--- Begin Record excerpts ---

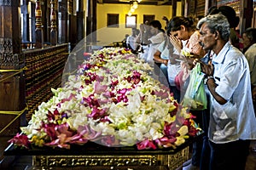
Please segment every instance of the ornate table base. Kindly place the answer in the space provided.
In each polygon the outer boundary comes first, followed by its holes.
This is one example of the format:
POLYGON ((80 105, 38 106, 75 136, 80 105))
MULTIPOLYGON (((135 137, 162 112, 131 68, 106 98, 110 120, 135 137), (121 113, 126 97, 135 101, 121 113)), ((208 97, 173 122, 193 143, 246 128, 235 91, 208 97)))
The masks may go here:
POLYGON ((104 169, 172 170, 188 159, 189 146, 175 154, 108 155, 106 152, 106 155, 33 156, 32 162, 33 169, 100 169, 104 167, 104 169))

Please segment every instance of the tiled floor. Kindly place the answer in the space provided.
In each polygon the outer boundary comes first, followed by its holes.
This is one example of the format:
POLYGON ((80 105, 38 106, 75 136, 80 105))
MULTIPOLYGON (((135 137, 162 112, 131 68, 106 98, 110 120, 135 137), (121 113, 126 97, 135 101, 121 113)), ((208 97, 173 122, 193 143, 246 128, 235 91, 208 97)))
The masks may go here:
MULTIPOLYGON (((0 153, 1 153, 1 163, 0 163, 0 169, 2 170, 32 170, 32 156, 17 156, 16 158, 9 159, 8 161, 3 161, 3 158, 4 157, 3 156, 3 152, 4 149, 9 145, 6 141, 9 138, 8 137, 0 137, 0 153)), ((256 140, 251 143, 251 147, 253 145, 256 145, 256 140)), ((3 159, 5 160, 5 159, 3 159)), ((151 167, 150 167, 151 168, 151 167)), ((147 170, 151 170, 150 168, 147 168, 147 170)), ((156 170, 156 169, 166 169, 166 167, 164 168, 156 168, 156 167, 152 167, 152 170, 156 170)), ((62 168, 61 168, 62 169, 62 168)), ((80 169, 80 168, 73 168, 73 169, 80 169)), ((107 169, 119 169, 119 170, 143 170, 140 167, 137 168, 129 168, 129 167, 119 167, 119 168, 106 168, 106 167, 93 167, 93 168, 86 168, 86 170, 107 170, 107 169)), ((185 169, 185 168, 183 168, 185 169)), ((256 169, 256 152, 253 152, 251 150, 250 155, 247 157, 247 167, 246 170, 255 170, 256 169)))

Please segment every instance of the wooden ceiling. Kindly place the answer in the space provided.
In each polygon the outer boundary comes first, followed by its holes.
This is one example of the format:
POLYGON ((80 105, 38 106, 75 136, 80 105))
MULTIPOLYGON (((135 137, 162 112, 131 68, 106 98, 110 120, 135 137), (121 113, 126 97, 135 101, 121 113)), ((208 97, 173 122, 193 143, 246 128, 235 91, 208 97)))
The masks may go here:
MULTIPOLYGON (((97 0, 98 3, 119 3, 130 4, 134 1, 131 0, 97 0)), ((143 5, 172 5, 172 0, 142 0, 139 4, 143 5)))

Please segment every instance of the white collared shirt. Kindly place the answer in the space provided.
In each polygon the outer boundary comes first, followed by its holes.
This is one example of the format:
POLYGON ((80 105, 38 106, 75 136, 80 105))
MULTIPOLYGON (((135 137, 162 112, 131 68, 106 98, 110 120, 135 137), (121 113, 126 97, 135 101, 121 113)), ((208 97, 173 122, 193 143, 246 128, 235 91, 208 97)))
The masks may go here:
POLYGON ((228 42, 212 57, 215 91, 227 100, 219 105, 212 98, 209 139, 222 144, 256 139, 248 63, 245 56, 228 42))

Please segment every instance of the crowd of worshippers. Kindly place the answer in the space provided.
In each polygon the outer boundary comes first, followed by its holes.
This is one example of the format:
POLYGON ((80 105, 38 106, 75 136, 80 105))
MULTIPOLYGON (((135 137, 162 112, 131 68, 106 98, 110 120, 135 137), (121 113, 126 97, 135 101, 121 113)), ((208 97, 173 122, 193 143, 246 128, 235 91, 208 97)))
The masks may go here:
POLYGON ((126 45, 154 67, 156 78, 166 80, 179 103, 200 64, 207 107, 191 110, 204 133, 193 143, 186 169, 245 169, 256 139, 256 28, 240 35, 239 17, 230 6, 212 7, 196 19, 163 20, 164 29, 160 20, 132 28, 126 45))

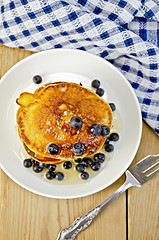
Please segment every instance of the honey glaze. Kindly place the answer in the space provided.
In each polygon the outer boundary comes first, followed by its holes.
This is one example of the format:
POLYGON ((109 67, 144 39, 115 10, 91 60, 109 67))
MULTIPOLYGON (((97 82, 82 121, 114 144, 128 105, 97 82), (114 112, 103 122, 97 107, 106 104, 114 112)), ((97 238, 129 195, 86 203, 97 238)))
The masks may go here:
MULTIPOLYGON (((113 120, 112 120, 112 127, 110 130, 110 134, 111 133, 118 133, 119 137, 120 137, 120 132, 121 132, 121 119, 120 119, 120 114, 118 112, 118 110, 115 110, 113 112, 113 120)), ((120 141, 120 139, 119 139, 120 141)), ((116 148, 118 147, 118 142, 111 142, 112 145, 114 145, 114 151, 116 150, 116 148)), ((65 169, 63 167, 63 163, 61 164, 57 164, 56 165, 56 172, 62 172, 64 174, 64 179, 62 181, 58 181, 56 179, 53 180, 48 180, 46 178, 46 172, 48 171, 47 168, 44 168, 42 170, 42 172, 40 173, 35 173, 31 168, 28 168, 27 170, 31 171, 33 174, 35 174, 37 177, 42 177, 45 179, 45 181, 49 182, 50 184, 58 184, 58 185, 75 185, 75 184, 83 184, 83 183, 87 183, 89 181, 91 181, 92 178, 96 177, 98 174, 100 174, 100 172, 106 167, 108 161, 111 161, 111 158, 113 157, 113 152, 108 153, 105 151, 105 145, 102 146, 102 148, 98 151, 99 153, 103 153, 105 155, 105 161, 103 163, 101 163, 101 167, 98 171, 93 171, 91 169, 91 167, 85 167, 85 171, 89 174, 89 178, 87 180, 83 180, 81 178, 81 173, 77 172, 76 170, 76 166, 77 163, 75 163, 74 161, 71 161, 72 163, 72 167, 70 169, 65 169)), ((30 156, 26 153, 26 151, 24 150, 23 147, 21 147, 20 150, 20 154, 21 154, 21 158, 22 160, 30 158, 30 156)), ((77 156, 78 158, 78 156, 77 156)), ((80 156, 79 156, 80 158, 80 156)), ((94 159, 94 156, 89 157, 90 159, 94 159)))

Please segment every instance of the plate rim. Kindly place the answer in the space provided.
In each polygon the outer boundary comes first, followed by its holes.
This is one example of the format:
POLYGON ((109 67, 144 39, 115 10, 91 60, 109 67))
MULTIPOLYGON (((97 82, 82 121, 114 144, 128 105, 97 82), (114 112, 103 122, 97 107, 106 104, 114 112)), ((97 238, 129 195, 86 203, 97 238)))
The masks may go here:
MULTIPOLYGON (((138 119, 138 123, 139 123, 139 130, 140 132, 138 133, 138 138, 136 139, 137 140, 137 143, 136 143, 136 147, 133 151, 133 153, 131 153, 131 158, 129 159, 128 163, 126 164, 127 167, 126 169, 129 167, 129 165, 132 163, 137 151, 138 151, 138 148, 139 148, 139 145, 140 145, 140 141, 141 141, 141 136, 142 136, 142 115, 141 115, 141 110, 140 110, 140 105, 139 105, 139 102, 138 102, 138 99, 137 99, 137 96, 135 95, 135 92, 133 91, 133 88, 131 86, 131 84, 129 83, 129 81, 125 78, 125 76, 115 67, 113 66, 109 61, 107 61, 106 59, 103 59, 102 57, 100 56, 97 56, 95 54, 92 54, 92 53, 89 53, 89 52, 86 52, 86 51, 83 51, 83 50, 79 50, 79 49, 50 49, 50 50, 46 50, 46 51, 42 51, 42 52, 37 52, 37 53, 33 53, 25 58, 23 58, 22 60, 20 60, 19 62, 17 62, 16 64, 14 64, 1 78, 0 80, 0 86, 2 84, 3 81, 5 81, 5 79, 7 78, 8 74, 10 74, 10 72, 12 72, 17 66, 23 64, 25 61, 28 61, 28 59, 30 58, 36 58, 38 57, 38 55, 42 55, 42 54, 47 54, 49 52, 71 52, 72 53, 79 53, 79 54, 83 54, 83 55, 90 55, 91 57, 94 57, 94 58, 98 58, 98 60, 100 61, 103 61, 105 62, 106 64, 108 64, 108 66, 113 69, 113 71, 116 71, 117 74, 119 74, 121 76, 121 78, 123 79, 123 81, 126 83, 126 85, 128 86, 129 90, 131 91, 131 93, 133 94, 133 97, 134 97, 134 100, 136 102, 136 106, 137 106, 137 110, 138 110, 138 116, 139 116, 139 119, 138 119)), ((50 194, 43 194, 42 192, 39 192, 35 189, 32 189, 32 188, 29 188, 28 186, 24 185, 23 183, 19 182, 14 176, 12 176, 12 174, 10 172, 8 172, 8 170, 3 167, 3 164, 1 163, 0 161, 0 167, 1 169, 16 183, 18 184, 19 186, 23 187, 24 189, 32 192, 32 193, 35 193, 37 195, 40 195, 40 196, 44 196, 44 197, 48 197, 48 198, 55 198, 55 199, 72 199, 72 198, 80 198, 80 197, 85 197, 85 196, 88 196, 88 195, 92 195, 92 194, 95 194, 101 190, 104 190, 105 188, 107 188, 108 186, 110 186, 112 183, 116 182, 126 171, 123 172, 123 171, 120 171, 120 173, 118 174, 118 176, 114 177, 113 179, 111 179, 111 181, 109 181, 109 183, 107 185, 105 185, 103 187, 103 185, 101 185, 100 187, 98 187, 98 189, 95 189, 94 191, 91 190, 91 192, 88 191, 88 193, 84 193, 84 194, 76 194, 75 196, 74 195, 71 195, 71 196, 53 196, 51 193, 50 194)))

--- End Record excerpts ---

▶ _Problem details_: Switch "space provided" to "blank area" in the lines of the listing from its start through the line holding "MULTIPOLYGON (((0 153, 1", inclusive, and write those lines out again with nothing else changed. Leave the pictures out.

▶ _Reply_:
Please segment every instance of the ornate table base. Kindly place the answer in the blank area.
In each polygon the outer boundary comes first, followed by its holes.
This is one example of the format:
POLYGON ((80 105, 38 106, 75 136, 80 105))
MULTIPOLYGON (((135 137, 162 112, 131 68, 106 98, 110 120, 135 137), (121 113, 126 97, 135 101, 121 113)), ((208 97, 173 122, 193 143, 246 128, 235 91, 208 97)))
The masks may go here:
POLYGON ((104 169, 172 170, 188 159, 189 146, 175 154, 108 155, 106 152, 106 155, 33 156, 32 162, 33 169, 100 169, 104 167, 104 169))

Please segment every instance of the tiled floor. Kindly place the answer in the blank area.
In each polygon the outer boundary comes first, followed by its holes.
This is one example of the format:
POLYGON ((80 105, 38 106, 75 136, 80 105))
MULTIPOLYGON (((135 137, 162 112, 131 68, 106 98, 110 120, 135 137), (121 113, 126 97, 135 101, 121 113)), ((208 97, 173 122, 193 143, 246 128, 235 91, 208 97)))
The masks may go here:
MULTIPOLYGON (((0 153, 1 153, 1 163, 0 163, 0 169, 2 170, 32 170, 32 156, 17 156, 16 158, 9 159, 8 161, 3 161, 3 158, 4 157, 3 156, 3 152, 4 149, 9 145, 6 141, 9 138, 8 137, 0 137, 0 153)), ((256 140, 251 143, 251 147, 253 145, 256 145, 256 140)), ((3 159, 5 160, 5 159, 3 159)), ((151 167, 150 167, 151 168, 151 167)), ((147 170, 151 170, 150 168, 147 168, 147 170)), ((156 170, 156 169, 166 169, 166 167, 164 168, 156 168, 156 167, 152 167, 152 170, 156 170)), ((62 168, 61 168, 62 169, 62 168)), ((80 169, 80 168, 73 168, 73 169, 80 169)), ((107 169, 119 169, 119 170, 143 170, 140 167, 137 168, 129 168, 129 167, 119 167, 119 168, 106 168, 106 167, 93 167, 93 168, 86 168, 86 170, 107 170, 107 169)), ((185 169, 185 168, 183 168, 185 169)), ((256 169, 256 152, 253 152, 251 150, 250 155, 247 157, 247 167, 246 170, 255 170, 256 169)))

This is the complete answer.